## EXERCISE TASKS
a: According to the review of Westmark Manor, what are the player's only weapons?
b: Name each element that the review of Westmark Manor says comes together to create the game's oppressive atmosphere.
c: The review of Westmark Manor says the game has no enemies or jump-scares. Explain why, according to the review, the player still stays on the edge of their seat.

Review – Westmark Manor

The Manor stands before you, in your waking moments and in your dreams. It calls to you, it beckons you. You follow only to discover you’re now trapped within, the shadows whispering things and horrors lurking in every corner. Your only choice is to find the sigils and escape…but will you be able to, or will the darkness claim you? This is Westmark Manor.

Good

  • Tense Atmosphere: From the moment Wesmark Manor opens you find yourself in an unknown place, with little information, a few scraps of text and an immediate awareness that darkness is the enemy and that you’re in a hostile place where your wits and a trusty lantern and matches are your only weapons. This sets a tone for the entire game where you’re constantly tense and despite there not being any enemies or jump-scares, you are at the edge of your seat at all times, after all, you don’t know what’s across that hallway, in the dark, or through that threshold. Is there a safe haven somewhere, or just another fiendish room where your sanity and resources will begin to dwindle? Westmark Manor’s writing, visual and sound design come together to create an impressively oppressive atmosphere.

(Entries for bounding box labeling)
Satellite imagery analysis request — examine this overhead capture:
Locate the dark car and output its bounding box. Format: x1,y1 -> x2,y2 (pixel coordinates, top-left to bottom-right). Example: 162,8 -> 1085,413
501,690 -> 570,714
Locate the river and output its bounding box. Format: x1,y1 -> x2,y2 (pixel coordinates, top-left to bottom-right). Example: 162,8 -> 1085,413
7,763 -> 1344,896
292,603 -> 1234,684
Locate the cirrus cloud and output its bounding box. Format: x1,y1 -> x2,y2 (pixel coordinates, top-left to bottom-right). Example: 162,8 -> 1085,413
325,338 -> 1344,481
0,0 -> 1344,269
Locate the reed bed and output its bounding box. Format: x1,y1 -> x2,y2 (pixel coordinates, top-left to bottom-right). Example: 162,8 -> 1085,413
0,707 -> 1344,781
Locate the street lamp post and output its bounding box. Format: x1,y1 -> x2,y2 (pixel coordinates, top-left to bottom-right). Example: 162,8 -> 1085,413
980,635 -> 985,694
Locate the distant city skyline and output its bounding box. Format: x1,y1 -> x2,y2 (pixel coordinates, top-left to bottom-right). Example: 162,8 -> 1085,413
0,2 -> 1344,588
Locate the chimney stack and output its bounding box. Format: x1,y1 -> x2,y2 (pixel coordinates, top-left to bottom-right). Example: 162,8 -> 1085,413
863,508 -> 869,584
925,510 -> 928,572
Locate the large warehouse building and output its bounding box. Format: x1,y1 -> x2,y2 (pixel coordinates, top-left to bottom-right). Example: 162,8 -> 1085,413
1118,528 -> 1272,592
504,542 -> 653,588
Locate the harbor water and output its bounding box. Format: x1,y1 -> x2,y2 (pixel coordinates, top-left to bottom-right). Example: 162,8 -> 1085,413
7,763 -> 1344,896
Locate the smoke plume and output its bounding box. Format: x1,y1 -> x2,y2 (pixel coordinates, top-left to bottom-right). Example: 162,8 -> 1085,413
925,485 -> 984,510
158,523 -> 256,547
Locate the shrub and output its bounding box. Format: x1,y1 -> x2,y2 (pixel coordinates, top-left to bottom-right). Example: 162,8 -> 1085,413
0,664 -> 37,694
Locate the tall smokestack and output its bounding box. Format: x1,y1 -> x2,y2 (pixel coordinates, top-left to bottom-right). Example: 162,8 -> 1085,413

## WRITTEN ANSWERS
a: Your wits and a trusty lantern and matches.

b: Writing, visual design, and sound design.

c: The player does not know what lies across the hallway, in the dark, or through the next threshold. The player also cannot tell whether the next room will be a safe haven or another fiendish room where sanity and resources begin to dwindle.